◆ **Supplied passage**:
At first, BP CEO Tony Hayward refused to take blame for the disaster, instead pointing the finger at the company that made the drilling rig. He also said that when compared to the amount of water surrounding it, the oil spill was small.
The Deepwater Horizon incident turned out to be the largest marine oil spill in history. The company continued to issue press releases and official communications that downplayed the effects and put the fault on others.
While this example is certainly not as funny as the others on this list, there’s still a lot to be learned from the corporation’s response; Mainly, that you’ve got to take responsibility for your mistakes.
When the lives of people and wildlife are at stake, you can’t afford to make any public relations or marketing blunders.
3. Set up shop in Rhode Iceland?
The state of Rhode Island is known for beautiful coastlines, fantastic seafood and sailboats on sailboats on sailboats. What it’s not known for? Being Iceland.
However, in one video produced by the Rhode Island Commerce Corporation, scenes from Rhode Island were interspersed with landscapes from Iceland. Yikes.

◆ **Exercise A**: According to the passage on public relations blunders, who did Tony Hayward at first blame for the disaster?
◆ **Exercise B**: Continue the passage on public relations blunders from the point where it stops.
The rows have nothing to do with the passage on public relations blunders.

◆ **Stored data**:
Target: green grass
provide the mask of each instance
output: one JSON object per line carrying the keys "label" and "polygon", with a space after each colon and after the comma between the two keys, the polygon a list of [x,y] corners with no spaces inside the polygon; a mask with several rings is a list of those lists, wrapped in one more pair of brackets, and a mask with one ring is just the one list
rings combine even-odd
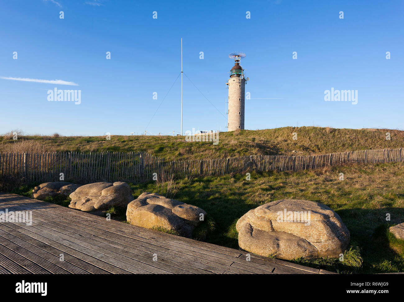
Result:
{"label": "green grass", "polygon": [[[339,180],[340,173],[344,173],[344,180]],[[295,262],[341,273],[404,271],[404,241],[388,231],[389,226],[404,222],[404,163],[252,172],[249,180],[236,174],[174,182],[164,195],[200,207],[208,214],[205,223],[193,234],[197,239],[238,249],[236,224],[249,210],[281,199],[312,200],[339,215],[351,233],[349,247],[343,261],[321,258]],[[38,184],[22,186],[13,193],[30,196]],[[134,198],[144,192],[157,192],[158,186],[155,182],[129,185]],[[109,211],[116,214],[119,210]],[[389,221],[386,220],[387,214]]]}
{"label": "green grass", "polygon": [[[341,172],[344,180],[339,180]],[[296,263],[344,273],[395,272],[404,271],[404,243],[377,230],[404,222],[403,183],[403,163],[352,165],[299,172],[253,172],[250,180],[240,174],[181,179],[175,198],[208,214],[214,230],[204,241],[236,249],[236,222],[251,209],[285,199],[323,203],[340,215],[350,231],[351,242],[344,261],[300,259]],[[153,182],[130,185],[135,196],[157,191]],[[390,221],[386,221],[387,213]]]}
{"label": "green grass", "polygon": [[[297,139],[292,139],[292,133]],[[389,132],[391,139],[386,139]],[[307,155],[404,147],[404,131],[385,129],[332,129],[285,127],[219,134],[219,143],[186,142],[185,136],[112,135],[105,136],[22,136],[18,140],[0,136],[0,152],[32,150],[143,151],[167,160],[227,157],[261,155]],[[293,151],[297,152],[293,152]]]}

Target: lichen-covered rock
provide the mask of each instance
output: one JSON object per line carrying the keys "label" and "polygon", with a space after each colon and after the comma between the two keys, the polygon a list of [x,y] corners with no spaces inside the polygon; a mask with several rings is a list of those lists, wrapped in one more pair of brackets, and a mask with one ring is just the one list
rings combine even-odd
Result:
{"label": "lichen-covered rock", "polygon": [[69,208],[84,212],[107,210],[113,206],[125,207],[133,199],[126,182],[95,182],[82,186],[70,195]]}
{"label": "lichen-covered rock", "polygon": [[349,241],[339,216],[314,201],[282,199],[247,212],[236,224],[238,245],[264,256],[337,258]]}
{"label": "lichen-covered rock", "polygon": [[188,237],[206,216],[200,208],[148,192],[130,202],[126,210],[126,220],[134,225],[161,227]]}
{"label": "lichen-covered rock", "polygon": [[394,226],[390,226],[389,230],[398,239],[404,240],[404,222]]}
{"label": "lichen-covered rock", "polygon": [[53,197],[61,195],[68,196],[79,187],[80,185],[74,185],[64,181],[44,182],[34,188],[31,197],[32,198],[43,200],[48,196]]}

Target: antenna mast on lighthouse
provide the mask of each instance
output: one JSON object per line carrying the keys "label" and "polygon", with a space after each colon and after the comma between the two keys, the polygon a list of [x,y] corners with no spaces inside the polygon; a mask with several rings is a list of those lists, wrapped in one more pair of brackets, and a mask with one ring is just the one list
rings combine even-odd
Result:
{"label": "antenna mast on lighthouse", "polygon": [[181,38],[181,136],[182,136],[182,38]]}

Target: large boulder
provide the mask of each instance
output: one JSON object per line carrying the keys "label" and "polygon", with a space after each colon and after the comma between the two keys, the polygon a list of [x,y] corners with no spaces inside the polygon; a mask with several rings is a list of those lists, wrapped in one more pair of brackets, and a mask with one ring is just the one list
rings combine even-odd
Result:
{"label": "large boulder", "polygon": [[69,196],[79,187],[80,185],[64,181],[44,182],[34,188],[31,197],[32,198],[43,200],[48,196],[53,197],[61,195]]}
{"label": "large boulder", "polygon": [[267,257],[337,258],[349,242],[349,232],[326,206],[308,200],[282,199],[249,211],[236,224],[238,245]]}
{"label": "large boulder", "polygon": [[69,207],[84,212],[125,207],[133,199],[132,189],[126,182],[95,182],[84,185],[70,195]]}
{"label": "large boulder", "polygon": [[161,227],[189,238],[206,216],[200,208],[149,192],[130,202],[126,210],[126,220],[134,225]]}
{"label": "large boulder", "polygon": [[404,240],[404,222],[394,226],[390,226],[389,230],[398,239]]}

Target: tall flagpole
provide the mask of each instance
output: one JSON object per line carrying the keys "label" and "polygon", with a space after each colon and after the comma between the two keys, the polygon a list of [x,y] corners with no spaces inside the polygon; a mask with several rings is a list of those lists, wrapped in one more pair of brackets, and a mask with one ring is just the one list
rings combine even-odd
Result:
{"label": "tall flagpole", "polygon": [[182,38],[181,38],[181,136],[182,136]]}

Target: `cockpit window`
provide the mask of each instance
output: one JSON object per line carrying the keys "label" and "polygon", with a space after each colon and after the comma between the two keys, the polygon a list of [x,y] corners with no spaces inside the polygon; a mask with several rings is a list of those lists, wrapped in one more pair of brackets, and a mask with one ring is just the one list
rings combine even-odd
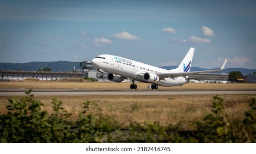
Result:
{"label": "cockpit window", "polygon": [[96,58],[101,58],[101,59],[105,59],[106,58],[105,57],[95,57]]}

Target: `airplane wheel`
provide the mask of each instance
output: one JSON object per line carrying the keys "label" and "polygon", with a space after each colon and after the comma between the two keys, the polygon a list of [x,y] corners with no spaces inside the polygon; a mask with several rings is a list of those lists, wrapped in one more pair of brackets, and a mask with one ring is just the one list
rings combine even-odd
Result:
{"label": "airplane wheel", "polygon": [[155,84],[153,84],[153,85],[151,85],[151,89],[158,89],[158,85],[155,85]]}
{"label": "airplane wheel", "polygon": [[151,89],[154,89],[155,87],[154,87],[154,85],[151,85]]}

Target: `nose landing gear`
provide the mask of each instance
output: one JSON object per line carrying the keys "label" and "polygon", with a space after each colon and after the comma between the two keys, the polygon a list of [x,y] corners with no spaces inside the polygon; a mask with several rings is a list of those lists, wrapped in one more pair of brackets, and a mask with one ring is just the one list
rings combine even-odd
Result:
{"label": "nose landing gear", "polygon": [[158,85],[156,85],[156,84],[152,84],[152,85],[151,85],[151,89],[156,90],[156,89],[158,89]]}
{"label": "nose landing gear", "polygon": [[137,85],[134,84],[134,80],[133,80],[133,84],[130,85],[130,89],[137,89]]}

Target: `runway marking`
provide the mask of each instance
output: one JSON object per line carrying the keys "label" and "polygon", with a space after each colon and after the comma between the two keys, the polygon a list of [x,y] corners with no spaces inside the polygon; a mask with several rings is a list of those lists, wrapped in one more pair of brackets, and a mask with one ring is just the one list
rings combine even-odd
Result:
{"label": "runway marking", "polygon": [[[0,96],[25,96],[25,89],[1,89]],[[256,90],[33,90],[35,96],[95,95],[237,95],[256,94]]]}

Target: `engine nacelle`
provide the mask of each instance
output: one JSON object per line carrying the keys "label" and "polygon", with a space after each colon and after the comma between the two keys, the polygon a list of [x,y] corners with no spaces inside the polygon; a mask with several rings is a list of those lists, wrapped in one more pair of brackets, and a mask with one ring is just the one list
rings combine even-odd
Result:
{"label": "engine nacelle", "polygon": [[121,82],[123,81],[123,77],[111,73],[108,74],[108,79],[111,81],[114,81],[118,83],[120,83]]}
{"label": "engine nacelle", "polygon": [[150,83],[157,83],[160,80],[158,75],[150,72],[145,73],[143,75],[143,79],[145,81]]}

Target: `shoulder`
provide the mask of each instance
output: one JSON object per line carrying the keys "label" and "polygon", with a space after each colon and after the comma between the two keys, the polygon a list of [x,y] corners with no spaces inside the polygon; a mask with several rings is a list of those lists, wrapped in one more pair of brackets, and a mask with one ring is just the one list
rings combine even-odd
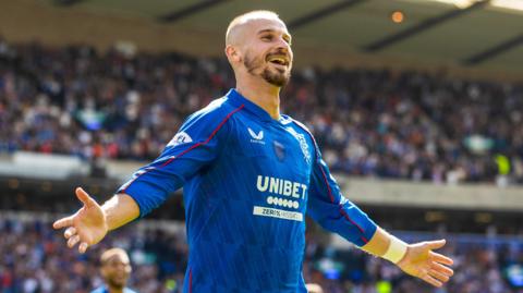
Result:
{"label": "shoulder", "polygon": [[106,290],[106,286],[99,286],[99,288],[90,291],[90,293],[107,293],[107,290]]}
{"label": "shoulder", "polygon": [[204,123],[207,125],[219,125],[220,123],[229,120],[231,115],[238,112],[239,108],[228,102],[227,97],[222,97],[211,101],[205,108],[191,114],[185,122],[185,126],[191,126],[194,123]]}
{"label": "shoulder", "polygon": [[280,121],[283,125],[293,126],[293,129],[297,133],[304,134],[305,136],[307,136],[307,138],[311,138],[311,141],[315,143],[313,133],[308,130],[308,127],[304,123],[293,119],[290,115],[284,115],[284,114],[281,115]]}

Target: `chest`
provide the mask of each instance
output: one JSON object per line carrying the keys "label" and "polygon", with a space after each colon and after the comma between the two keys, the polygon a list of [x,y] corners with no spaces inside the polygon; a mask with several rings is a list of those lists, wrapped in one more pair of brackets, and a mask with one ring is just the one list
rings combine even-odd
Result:
{"label": "chest", "polygon": [[240,121],[230,134],[227,152],[245,168],[302,181],[311,174],[314,149],[309,141],[292,124]]}

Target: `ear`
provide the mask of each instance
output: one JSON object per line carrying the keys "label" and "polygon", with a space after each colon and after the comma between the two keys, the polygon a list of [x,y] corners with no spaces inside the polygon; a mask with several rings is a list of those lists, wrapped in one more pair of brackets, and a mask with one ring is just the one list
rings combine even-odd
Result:
{"label": "ear", "polygon": [[227,45],[226,54],[230,62],[236,63],[242,61],[242,54],[240,53],[238,48],[232,45]]}
{"label": "ear", "polygon": [[101,267],[100,268],[100,274],[101,274],[101,278],[106,279],[106,276],[107,276],[107,270],[106,270],[106,267]]}

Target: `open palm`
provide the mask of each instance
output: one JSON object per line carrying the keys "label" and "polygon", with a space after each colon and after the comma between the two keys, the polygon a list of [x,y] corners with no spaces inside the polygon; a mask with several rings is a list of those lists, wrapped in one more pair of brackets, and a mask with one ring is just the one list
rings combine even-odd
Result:
{"label": "open palm", "polygon": [[76,197],[84,204],[74,215],[57,220],[54,229],[66,228],[63,233],[68,246],[74,247],[77,243],[78,252],[85,253],[88,246],[100,242],[107,234],[108,225],[106,215],[100,205],[96,203],[84,190],[76,188]]}
{"label": "open palm", "polygon": [[447,267],[453,264],[452,259],[433,252],[433,249],[443,247],[445,243],[445,240],[440,240],[409,245],[406,254],[398,263],[398,267],[431,285],[441,286],[454,273]]}

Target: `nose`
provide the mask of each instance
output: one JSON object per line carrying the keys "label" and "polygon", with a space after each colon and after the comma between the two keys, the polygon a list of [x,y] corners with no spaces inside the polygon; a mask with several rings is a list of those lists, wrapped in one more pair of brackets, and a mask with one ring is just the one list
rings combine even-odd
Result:
{"label": "nose", "polygon": [[283,49],[285,52],[289,52],[291,46],[284,38],[278,38],[278,49]]}

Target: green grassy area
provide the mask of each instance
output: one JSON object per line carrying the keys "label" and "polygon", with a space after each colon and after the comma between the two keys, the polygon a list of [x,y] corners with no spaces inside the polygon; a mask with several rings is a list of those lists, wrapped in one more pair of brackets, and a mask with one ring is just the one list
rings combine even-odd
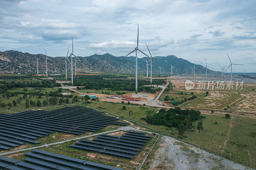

◆ **Answer box A**: He blamed the company that made the drilling rig.

◆ **Answer box B**:
Those from outside Rhode Island may not be able to spot the differences, but RI residents sure did, and they let Gov. Gina Raimondo know when she tweeted the video (which for some reason is still up).
— Gina Raimondo (@GovRaimondo) March 29, 2016
Only a short snippet from Iceland was used, but it was enough to show that the Commerce Corporation didn’t closely edit (or maybe care) about the marketing video. The organization quickly issued an apology and stated that it hired a local business to make the video.
For something that cost $5 million to produce, you’d think there would be time to make sure only Rhode Island is featured in it.
Moral of the story: Double, triple and quadruple check what you’re putting out there lest you end up falling on your face.
4. IBM’s OMG for STEM
When I was a kid, the toys marketed toward girls mainly consisted of baby dolls, dress-up princesses, play kitchens and house cleaning tools
(Thankfully, in today’s world, young girls have more variety and aren’t constricted to toys deemed solely for traditional female roles).
But for some reason, IBM thought it would be a good idea to market to women in the same vein. The goal of the campaign was to appeal to females interested in the STEM – science, technology, engineering and mathematics – fields.
Its “Hack a Hair Dryer” campaign backfired quickly.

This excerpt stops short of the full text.